● Descrizione esercizio
Per favore, riscrivi tutte le righe qui sotto rinominando "top-left corner" in "upper-left corner" e lasciando invariato tutto il resto.

● Materiale proposto

──────────

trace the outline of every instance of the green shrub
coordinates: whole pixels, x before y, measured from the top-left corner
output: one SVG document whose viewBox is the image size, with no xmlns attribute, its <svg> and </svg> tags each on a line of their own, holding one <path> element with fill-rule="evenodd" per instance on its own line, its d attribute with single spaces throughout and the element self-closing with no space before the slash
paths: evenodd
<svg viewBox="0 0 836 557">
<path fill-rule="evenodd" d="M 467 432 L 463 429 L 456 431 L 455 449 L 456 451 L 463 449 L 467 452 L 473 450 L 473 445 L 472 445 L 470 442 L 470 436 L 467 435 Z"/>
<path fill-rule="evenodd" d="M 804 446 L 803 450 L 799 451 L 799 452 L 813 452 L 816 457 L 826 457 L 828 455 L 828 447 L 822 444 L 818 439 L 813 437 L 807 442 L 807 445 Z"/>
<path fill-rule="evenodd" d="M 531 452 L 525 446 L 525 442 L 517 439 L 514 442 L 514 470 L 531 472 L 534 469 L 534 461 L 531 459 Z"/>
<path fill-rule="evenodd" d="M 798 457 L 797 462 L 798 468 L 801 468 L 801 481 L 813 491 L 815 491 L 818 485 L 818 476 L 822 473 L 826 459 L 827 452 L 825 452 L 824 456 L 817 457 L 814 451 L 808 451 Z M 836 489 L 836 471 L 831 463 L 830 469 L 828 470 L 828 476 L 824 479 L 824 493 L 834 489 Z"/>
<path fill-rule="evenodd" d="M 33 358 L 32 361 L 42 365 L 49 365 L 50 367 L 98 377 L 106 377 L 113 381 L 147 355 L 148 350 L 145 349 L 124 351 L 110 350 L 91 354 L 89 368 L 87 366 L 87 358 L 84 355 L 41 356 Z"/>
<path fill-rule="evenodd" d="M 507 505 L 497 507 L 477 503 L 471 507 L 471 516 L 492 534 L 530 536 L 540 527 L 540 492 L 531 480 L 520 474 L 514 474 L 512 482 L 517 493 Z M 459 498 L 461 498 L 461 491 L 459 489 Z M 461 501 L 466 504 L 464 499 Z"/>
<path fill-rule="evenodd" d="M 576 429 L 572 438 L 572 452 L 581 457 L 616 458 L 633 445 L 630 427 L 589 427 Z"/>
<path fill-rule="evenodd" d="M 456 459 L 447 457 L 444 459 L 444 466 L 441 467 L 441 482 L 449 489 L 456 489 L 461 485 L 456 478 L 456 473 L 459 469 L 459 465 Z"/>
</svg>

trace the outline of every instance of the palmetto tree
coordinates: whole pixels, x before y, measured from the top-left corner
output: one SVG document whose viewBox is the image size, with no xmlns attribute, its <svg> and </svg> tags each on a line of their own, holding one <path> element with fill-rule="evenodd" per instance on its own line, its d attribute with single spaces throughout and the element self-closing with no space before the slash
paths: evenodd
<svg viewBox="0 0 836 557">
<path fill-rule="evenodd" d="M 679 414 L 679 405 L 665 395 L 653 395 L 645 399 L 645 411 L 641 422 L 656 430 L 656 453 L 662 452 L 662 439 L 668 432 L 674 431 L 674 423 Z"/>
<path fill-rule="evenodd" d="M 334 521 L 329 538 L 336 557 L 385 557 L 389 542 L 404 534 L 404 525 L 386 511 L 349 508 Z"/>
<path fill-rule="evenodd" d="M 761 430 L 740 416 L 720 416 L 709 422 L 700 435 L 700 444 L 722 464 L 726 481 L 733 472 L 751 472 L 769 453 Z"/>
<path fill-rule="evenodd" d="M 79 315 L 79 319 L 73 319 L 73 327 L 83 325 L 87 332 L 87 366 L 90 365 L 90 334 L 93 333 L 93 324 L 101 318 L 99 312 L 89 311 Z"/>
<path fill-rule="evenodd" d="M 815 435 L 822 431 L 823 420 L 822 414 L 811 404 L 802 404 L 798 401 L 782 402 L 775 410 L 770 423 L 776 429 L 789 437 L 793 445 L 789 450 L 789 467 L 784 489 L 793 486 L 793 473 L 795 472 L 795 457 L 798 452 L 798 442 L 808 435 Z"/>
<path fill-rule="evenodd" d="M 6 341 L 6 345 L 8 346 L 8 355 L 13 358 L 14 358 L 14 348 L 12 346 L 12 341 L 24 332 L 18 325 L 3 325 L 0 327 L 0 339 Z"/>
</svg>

──────────

● Risposta completa
trace the outline of every instance of the green shrub
coordinates: whole pixels, x before y, measured from the upper-left corner
output: one SVG document whose viewBox is the image size, with no xmlns attribute, its <svg> and </svg> tags each on a line of their own, holding one <path> element with fill-rule="evenodd" per instance on its own line, its d attribute with single spaces throughout and the element self-closing with no space before the slash
paths: evenodd
<svg viewBox="0 0 836 557">
<path fill-rule="evenodd" d="M 467 432 L 463 429 L 456 431 L 455 449 L 456 451 L 463 449 L 467 452 L 473 450 L 473 445 L 472 445 L 470 442 L 470 436 L 467 435 Z"/>
<path fill-rule="evenodd" d="M 804 446 L 803 450 L 799 451 L 799 452 L 813 452 L 816 457 L 826 457 L 828 455 L 828 447 L 822 444 L 818 439 L 813 437 L 807 442 L 807 445 Z"/>
<path fill-rule="evenodd" d="M 531 452 L 525 446 L 525 442 L 517 439 L 514 442 L 514 470 L 531 472 L 534 469 L 534 461 L 531 459 Z"/>
<path fill-rule="evenodd" d="M 798 457 L 797 462 L 798 468 L 801 468 L 801 481 L 813 491 L 815 491 L 818 485 L 818 476 L 822 473 L 826 459 L 827 452 L 825 452 L 824 456 L 817 457 L 814 451 L 808 451 Z M 836 489 L 836 471 L 831 463 L 830 469 L 828 470 L 828 476 L 824 479 L 824 493 L 834 489 Z"/>
<path fill-rule="evenodd" d="M 33 358 L 32 361 L 42 365 L 49 365 L 50 367 L 98 377 L 106 377 L 113 381 L 147 355 L 148 350 L 145 349 L 124 351 L 110 350 L 91 354 L 89 368 L 87 366 L 87 358 L 84 355 L 41 356 Z"/>
<path fill-rule="evenodd" d="M 507 505 L 497 507 L 477 503 L 471 507 L 471 516 L 492 534 L 530 536 L 540 527 L 540 492 L 531 480 L 520 474 L 514 474 L 512 482 L 517 493 Z M 459 498 L 461 498 L 461 491 L 459 489 Z M 461 501 L 466 504 L 464 499 Z"/>
<path fill-rule="evenodd" d="M 576 429 L 572 438 L 572 452 L 581 457 L 616 458 L 633 445 L 630 427 L 589 427 Z"/>
<path fill-rule="evenodd" d="M 456 459 L 447 457 L 444 459 L 444 466 L 441 467 L 441 482 L 449 489 L 456 489 L 461 485 L 456 478 L 456 473 L 459 469 L 459 465 Z"/>
</svg>

trace the outline of every instance of the palmetto tree
coordinates: whole pixels, x before y, measured from the upper-left corner
output: one SVG document whose viewBox is the image size, with no xmlns attribute, its <svg> and </svg> tags each on a line of their own, holding one <path> element with fill-rule="evenodd" per instance on its own line, its d attribute with single spaces throughout and the element self-closing with no space before the slash
paths: evenodd
<svg viewBox="0 0 836 557">
<path fill-rule="evenodd" d="M 679 414 L 679 405 L 665 395 L 653 395 L 645 399 L 645 411 L 641 422 L 656 430 L 656 453 L 662 452 L 662 439 L 668 432 L 674 431 L 674 423 Z"/>
<path fill-rule="evenodd" d="M 334 521 L 329 538 L 336 557 L 385 557 L 389 542 L 404 534 L 404 525 L 386 511 L 349 508 Z"/>
<path fill-rule="evenodd" d="M 761 430 L 740 416 L 720 416 L 709 422 L 700 435 L 700 444 L 722 464 L 726 481 L 733 472 L 751 472 L 769 453 Z"/>
<path fill-rule="evenodd" d="M 79 315 L 79 319 L 73 319 L 73 327 L 83 325 L 87 332 L 87 366 L 90 365 L 90 334 L 93 333 L 93 324 L 101 318 L 99 312 L 89 311 Z"/>
<path fill-rule="evenodd" d="M 815 435 L 822 431 L 823 420 L 822 414 L 811 404 L 802 404 L 798 401 L 782 402 L 775 410 L 770 423 L 776 429 L 789 437 L 793 445 L 789 450 L 789 467 L 784 489 L 793 486 L 793 473 L 795 472 L 795 457 L 798 452 L 798 442 L 808 435 Z"/>
<path fill-rule="evenodd" d="M 6 341 L 6 345 L 8 346 L 8 355 L 13 358 L 14 358 L 14 348 L 12 346 L 12 341 L 24 332 L 18 325 L 3 325 L 0 327 L 0 339 Z"/>
</svg>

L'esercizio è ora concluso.